Passage provided |

---

This means that the kernel needs to verify that the base header of the TBF (particularly the length and version) of the new app is valid and correct.
=> Does the verification of the base header of the TBF of the new app has to be conducted before writing binary data or after doing that? I think it is reasonable to verify the base header before writing binary data (the new app)
For example, if the OTA upload is between existing apps, the new app cannot be allowed to break the linked list chain such that the trailing application (the one later in flash) is no longer loaded on a board reset.
=> Do I understand this example like this? => If a new app which will be loaded by OTA app has incorrect base header (e.g., incorrect kernel version or incorrect header length), this new app does not have to be written into flash. If this invalid new app is written into flash through some ways, we do not have to load this invalid new app after reset. => If my understanding is right, I think, I need to add a verification work of the based header of the new app before loading the new app, when receiving load request from OTA app.
The goal is that someone should be able to write an arbitrarily malicious OTA userspace app, but no matter what that app tries to do it should be impossible for it to corrupt or disable or otherwise affect existing apps on the board.
=> Yes, I agree with this goal, we need a couple of protection strategy. I will try to come up with an idea.
Below code snippet checks whether or not a flash region for the new app invades the other regions occupied by the existing apps
But the actual writing is done using the nonvolatile_storage
capsule, correct? What happens if the OTA app uses that to write to the wrong address?
I think it is reasonable to verify the base header before writing binary data (the new app)
I agree the check should come before.
But the actual writing is done using the nonvolatile_storage capsule, correct? What happens if the OTA app uses that to write to the wrong address?
To think about this topic, we need to consider 2 cases.
-
the benign OTA app writes data to the wrong address (regions occupied by the existing apps) by using
the nonvolatile_storage capsule
.

---

Dataset content |
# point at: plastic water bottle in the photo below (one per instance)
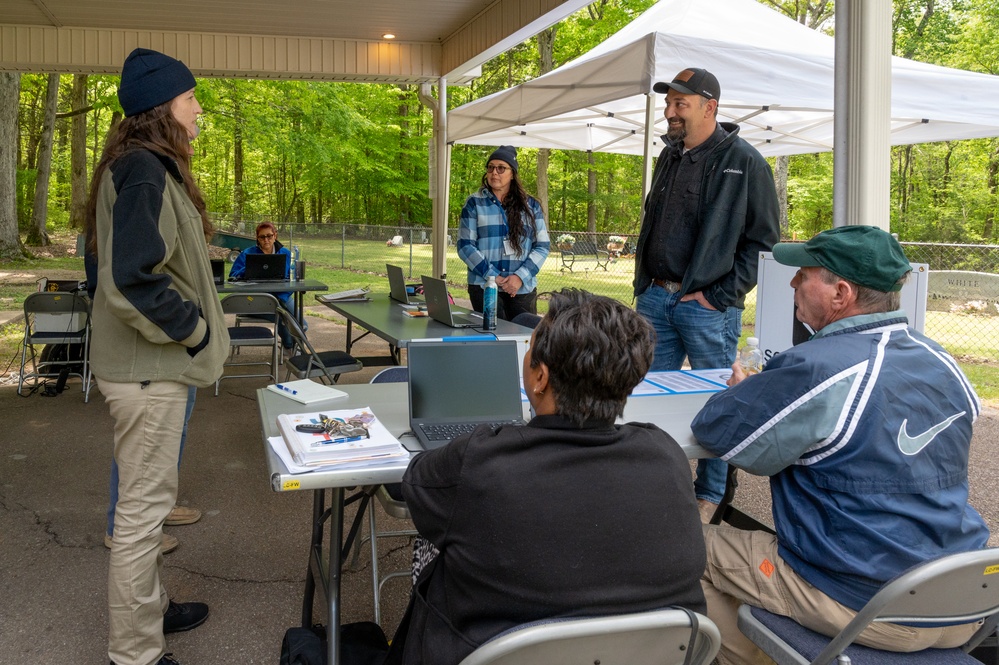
(489, 295)
(750, 356)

---

Task instructions |
Transcribe the forum discussion about OTA app loading from "This means that" up to and including "a board reset.", keeping every word and punctuation mark unchanged.

Solved problem |
This means that the kernel needs to verify that the base header of the TBF (particularly the length and version) of the new app is valid and correct.
=> Does the verification of the base header of the TBF of the new app has to be conducted before writing binary data or after doing that? I think it is reasonable to verify the base header before writing binary data (the new app)
For example, if the OTA upload is between existing apps, the new app cannot be allowed to break the linked list chain such that the trailing application (the one later in flash) is no longer loaded on a board reset.